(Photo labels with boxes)
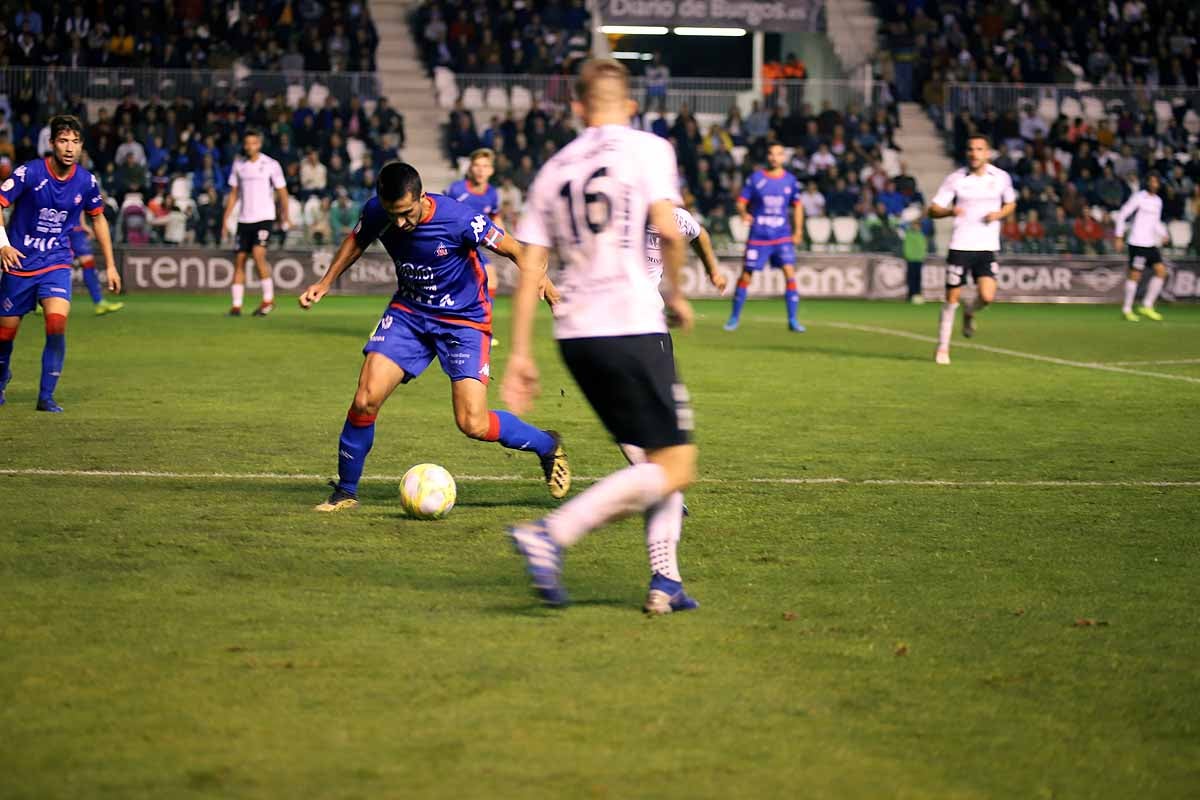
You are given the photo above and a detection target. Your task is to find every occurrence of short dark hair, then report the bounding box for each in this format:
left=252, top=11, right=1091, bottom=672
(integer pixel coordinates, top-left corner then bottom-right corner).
left=376, top=161, right=421, bottom=203
left=50, top=114, right=83, bottom=142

** Work instructions **
Update the entries by putting "curly red hair" in place of "short dark hair" and keeping every other word as it is. Omit the pictures from your version.

** Output of the task **
You are given the photo above and a detection target. Your task is to find every occurrence of curly red hair, then report the bounding box for each in this format:
left=252, top=11, right=1091, bottom=672
(integer pixel coordinates, top-left corner then bottom-right corner).
left=376, top=161, right=421, bottom=203
left=50, top=114, right=83, bottom=142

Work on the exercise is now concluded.